### What the exercise asks
Please work out how many lines in the data below hold the word "power", and state only the number.

:::

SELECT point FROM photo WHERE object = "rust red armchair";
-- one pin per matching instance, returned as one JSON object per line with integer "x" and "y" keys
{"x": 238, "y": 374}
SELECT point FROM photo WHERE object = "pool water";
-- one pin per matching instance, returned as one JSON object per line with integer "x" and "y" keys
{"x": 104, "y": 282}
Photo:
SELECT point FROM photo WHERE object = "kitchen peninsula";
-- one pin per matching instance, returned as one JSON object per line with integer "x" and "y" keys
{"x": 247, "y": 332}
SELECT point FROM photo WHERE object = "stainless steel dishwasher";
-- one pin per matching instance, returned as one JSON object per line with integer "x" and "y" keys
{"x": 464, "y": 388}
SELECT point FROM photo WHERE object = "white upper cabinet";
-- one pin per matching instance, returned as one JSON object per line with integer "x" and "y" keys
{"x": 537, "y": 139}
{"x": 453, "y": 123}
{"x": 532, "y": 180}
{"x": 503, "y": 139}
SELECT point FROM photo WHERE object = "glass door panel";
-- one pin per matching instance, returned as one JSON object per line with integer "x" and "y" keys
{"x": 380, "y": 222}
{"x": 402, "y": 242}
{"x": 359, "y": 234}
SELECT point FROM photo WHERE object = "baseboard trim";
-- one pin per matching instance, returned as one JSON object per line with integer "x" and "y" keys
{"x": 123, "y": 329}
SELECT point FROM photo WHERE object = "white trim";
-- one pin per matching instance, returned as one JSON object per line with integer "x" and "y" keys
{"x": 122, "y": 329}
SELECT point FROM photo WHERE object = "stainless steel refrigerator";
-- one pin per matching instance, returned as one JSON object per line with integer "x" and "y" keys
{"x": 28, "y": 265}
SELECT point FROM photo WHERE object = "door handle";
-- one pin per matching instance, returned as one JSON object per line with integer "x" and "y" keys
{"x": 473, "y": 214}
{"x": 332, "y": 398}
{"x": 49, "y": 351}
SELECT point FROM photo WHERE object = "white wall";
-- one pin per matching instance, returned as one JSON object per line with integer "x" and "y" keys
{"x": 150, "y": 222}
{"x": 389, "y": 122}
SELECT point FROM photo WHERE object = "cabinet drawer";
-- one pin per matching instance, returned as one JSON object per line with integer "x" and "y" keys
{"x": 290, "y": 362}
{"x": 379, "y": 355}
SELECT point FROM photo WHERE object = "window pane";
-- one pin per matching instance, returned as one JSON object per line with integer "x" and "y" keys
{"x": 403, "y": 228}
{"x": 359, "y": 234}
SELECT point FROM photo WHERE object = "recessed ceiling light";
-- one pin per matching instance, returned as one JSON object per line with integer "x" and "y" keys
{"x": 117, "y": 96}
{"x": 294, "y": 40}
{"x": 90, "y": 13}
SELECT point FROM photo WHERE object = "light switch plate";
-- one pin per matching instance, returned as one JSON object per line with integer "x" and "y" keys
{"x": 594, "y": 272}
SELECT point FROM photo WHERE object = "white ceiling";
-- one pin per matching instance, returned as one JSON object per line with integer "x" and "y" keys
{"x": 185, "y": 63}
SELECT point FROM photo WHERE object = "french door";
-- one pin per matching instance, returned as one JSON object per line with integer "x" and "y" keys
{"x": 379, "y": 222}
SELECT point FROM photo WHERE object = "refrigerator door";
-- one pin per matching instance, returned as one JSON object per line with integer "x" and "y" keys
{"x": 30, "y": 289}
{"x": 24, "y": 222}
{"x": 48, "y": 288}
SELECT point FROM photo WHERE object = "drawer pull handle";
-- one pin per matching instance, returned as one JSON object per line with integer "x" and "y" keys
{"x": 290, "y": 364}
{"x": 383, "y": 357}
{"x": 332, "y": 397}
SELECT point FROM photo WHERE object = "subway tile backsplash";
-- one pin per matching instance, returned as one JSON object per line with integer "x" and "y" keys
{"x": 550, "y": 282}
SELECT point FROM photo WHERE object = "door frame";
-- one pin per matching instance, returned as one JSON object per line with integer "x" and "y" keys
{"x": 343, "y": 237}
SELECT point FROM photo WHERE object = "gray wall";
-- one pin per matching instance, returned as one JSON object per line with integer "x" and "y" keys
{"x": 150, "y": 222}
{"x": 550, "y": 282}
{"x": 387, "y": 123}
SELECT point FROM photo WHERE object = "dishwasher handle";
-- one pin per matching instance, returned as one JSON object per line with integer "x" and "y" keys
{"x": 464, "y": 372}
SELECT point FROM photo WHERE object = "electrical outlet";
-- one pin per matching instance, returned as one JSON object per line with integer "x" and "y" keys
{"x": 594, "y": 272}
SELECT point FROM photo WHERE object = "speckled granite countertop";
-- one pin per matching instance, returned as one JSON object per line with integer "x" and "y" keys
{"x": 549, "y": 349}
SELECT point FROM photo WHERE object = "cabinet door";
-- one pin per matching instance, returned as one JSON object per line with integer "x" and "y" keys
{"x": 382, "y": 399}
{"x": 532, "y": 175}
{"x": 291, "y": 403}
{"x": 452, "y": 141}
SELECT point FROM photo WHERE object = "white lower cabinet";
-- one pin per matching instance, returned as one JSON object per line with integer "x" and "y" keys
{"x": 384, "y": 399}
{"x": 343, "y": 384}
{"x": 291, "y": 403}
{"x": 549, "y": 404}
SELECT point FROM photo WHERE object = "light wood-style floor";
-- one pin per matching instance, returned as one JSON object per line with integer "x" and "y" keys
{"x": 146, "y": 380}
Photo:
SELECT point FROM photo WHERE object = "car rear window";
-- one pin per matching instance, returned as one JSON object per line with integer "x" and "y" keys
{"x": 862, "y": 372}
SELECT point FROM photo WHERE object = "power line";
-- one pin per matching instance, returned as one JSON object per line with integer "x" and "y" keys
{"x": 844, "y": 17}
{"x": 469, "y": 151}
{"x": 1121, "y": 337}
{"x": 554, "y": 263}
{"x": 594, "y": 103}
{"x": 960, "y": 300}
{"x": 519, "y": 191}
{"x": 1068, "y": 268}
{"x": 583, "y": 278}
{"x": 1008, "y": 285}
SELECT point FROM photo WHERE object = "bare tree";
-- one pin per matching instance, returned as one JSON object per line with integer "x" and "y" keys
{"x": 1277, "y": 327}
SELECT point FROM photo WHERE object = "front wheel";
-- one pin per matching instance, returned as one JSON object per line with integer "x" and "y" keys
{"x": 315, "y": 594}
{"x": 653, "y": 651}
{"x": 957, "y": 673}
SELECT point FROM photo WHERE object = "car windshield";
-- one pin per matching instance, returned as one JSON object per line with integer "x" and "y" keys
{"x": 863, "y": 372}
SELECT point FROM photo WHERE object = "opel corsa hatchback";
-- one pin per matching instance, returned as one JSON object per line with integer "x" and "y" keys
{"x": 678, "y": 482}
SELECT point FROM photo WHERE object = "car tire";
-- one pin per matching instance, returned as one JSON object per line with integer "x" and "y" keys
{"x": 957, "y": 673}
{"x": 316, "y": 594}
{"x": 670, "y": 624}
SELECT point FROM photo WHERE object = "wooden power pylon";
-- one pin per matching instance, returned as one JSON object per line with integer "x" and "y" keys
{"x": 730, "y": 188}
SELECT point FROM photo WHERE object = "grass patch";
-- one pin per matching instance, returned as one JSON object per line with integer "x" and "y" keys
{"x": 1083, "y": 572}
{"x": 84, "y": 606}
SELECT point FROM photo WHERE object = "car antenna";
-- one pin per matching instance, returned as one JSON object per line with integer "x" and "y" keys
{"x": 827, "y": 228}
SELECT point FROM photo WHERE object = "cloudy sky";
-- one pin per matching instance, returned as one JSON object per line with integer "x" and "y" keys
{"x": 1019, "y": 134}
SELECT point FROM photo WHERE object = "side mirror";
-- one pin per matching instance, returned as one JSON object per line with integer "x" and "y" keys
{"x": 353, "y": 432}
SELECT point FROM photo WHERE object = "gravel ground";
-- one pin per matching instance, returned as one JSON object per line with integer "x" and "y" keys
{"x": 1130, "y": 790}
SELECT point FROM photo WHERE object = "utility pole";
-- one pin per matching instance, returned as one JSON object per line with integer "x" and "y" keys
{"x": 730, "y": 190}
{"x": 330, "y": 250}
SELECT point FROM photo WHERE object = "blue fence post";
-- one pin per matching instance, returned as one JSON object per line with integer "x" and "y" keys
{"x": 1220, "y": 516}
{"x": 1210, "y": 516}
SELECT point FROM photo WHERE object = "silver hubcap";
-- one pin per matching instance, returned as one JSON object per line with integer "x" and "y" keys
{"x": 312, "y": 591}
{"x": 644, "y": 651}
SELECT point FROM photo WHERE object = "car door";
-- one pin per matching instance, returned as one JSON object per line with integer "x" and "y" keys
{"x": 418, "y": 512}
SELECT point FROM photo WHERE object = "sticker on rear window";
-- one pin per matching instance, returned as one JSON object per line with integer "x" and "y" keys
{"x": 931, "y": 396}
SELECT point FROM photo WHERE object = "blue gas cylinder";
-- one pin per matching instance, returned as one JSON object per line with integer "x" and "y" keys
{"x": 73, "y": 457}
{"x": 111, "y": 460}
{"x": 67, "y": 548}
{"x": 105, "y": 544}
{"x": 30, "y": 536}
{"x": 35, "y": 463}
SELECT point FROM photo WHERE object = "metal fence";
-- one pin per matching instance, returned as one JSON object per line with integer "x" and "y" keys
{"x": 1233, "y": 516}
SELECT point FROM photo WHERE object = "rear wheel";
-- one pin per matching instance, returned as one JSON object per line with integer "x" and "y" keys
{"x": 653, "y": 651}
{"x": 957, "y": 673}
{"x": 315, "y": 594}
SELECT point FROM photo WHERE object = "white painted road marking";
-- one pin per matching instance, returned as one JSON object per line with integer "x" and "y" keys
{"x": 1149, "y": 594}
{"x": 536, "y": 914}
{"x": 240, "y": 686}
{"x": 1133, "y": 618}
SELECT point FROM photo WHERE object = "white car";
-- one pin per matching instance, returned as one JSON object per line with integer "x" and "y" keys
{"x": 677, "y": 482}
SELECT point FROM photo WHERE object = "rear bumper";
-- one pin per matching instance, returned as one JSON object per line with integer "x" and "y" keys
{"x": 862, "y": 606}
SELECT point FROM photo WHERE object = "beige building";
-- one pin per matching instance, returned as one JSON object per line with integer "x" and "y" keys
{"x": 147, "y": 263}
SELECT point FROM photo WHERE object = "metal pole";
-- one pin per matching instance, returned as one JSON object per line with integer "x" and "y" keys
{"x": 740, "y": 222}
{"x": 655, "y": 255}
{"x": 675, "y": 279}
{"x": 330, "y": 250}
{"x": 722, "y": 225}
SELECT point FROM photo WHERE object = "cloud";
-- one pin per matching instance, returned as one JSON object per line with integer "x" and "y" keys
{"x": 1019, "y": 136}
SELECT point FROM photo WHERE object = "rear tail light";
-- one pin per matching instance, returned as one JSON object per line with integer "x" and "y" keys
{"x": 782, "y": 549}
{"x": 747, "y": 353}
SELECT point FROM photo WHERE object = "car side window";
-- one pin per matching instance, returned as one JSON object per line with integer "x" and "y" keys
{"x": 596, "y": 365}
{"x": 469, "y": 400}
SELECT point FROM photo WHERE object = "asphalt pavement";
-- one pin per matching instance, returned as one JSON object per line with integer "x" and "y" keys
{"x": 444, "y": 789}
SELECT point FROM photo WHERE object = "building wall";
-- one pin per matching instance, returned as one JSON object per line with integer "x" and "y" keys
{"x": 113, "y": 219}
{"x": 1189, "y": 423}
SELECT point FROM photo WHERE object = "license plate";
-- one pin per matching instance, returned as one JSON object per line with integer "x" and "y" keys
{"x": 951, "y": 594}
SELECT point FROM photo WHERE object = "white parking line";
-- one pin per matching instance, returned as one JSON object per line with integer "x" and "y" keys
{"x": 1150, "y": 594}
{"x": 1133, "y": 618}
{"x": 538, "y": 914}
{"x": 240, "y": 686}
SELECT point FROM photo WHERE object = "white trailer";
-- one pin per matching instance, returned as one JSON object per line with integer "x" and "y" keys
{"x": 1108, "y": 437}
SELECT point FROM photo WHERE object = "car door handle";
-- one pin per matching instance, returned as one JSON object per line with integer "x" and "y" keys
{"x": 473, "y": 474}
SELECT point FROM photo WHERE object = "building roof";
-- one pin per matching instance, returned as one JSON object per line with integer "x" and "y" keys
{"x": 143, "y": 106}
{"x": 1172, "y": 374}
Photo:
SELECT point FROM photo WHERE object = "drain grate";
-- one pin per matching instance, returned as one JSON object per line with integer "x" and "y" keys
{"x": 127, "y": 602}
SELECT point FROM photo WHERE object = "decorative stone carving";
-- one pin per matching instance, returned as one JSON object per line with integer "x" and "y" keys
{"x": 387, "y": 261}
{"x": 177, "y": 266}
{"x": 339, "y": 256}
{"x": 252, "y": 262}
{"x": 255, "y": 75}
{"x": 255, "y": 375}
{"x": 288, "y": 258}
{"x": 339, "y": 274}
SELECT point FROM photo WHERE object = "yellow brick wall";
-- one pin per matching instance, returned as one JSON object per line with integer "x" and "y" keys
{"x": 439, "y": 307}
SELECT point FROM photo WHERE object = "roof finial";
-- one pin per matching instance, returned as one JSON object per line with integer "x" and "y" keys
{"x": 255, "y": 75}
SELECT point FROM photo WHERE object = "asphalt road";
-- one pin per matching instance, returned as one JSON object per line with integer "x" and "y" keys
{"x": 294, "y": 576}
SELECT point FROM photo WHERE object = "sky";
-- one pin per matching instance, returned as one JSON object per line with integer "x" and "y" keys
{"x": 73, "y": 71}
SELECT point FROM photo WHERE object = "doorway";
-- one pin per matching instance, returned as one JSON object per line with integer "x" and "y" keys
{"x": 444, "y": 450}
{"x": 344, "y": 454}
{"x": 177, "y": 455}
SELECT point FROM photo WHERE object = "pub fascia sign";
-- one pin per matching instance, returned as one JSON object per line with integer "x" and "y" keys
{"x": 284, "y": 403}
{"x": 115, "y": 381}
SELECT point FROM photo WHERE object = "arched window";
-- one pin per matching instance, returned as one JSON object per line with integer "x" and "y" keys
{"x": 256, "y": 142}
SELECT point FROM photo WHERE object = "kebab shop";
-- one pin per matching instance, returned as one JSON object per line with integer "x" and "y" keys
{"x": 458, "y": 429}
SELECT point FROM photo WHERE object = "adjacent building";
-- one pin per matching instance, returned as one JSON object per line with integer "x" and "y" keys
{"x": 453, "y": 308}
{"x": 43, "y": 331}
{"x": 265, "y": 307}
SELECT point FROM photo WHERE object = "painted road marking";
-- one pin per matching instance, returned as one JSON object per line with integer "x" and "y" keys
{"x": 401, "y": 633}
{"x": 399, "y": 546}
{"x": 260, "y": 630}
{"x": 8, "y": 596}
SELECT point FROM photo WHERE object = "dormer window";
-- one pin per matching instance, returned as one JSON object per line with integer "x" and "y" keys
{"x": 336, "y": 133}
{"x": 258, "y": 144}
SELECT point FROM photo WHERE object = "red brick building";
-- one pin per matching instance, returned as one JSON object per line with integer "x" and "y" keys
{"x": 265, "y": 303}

:::

### Task output
2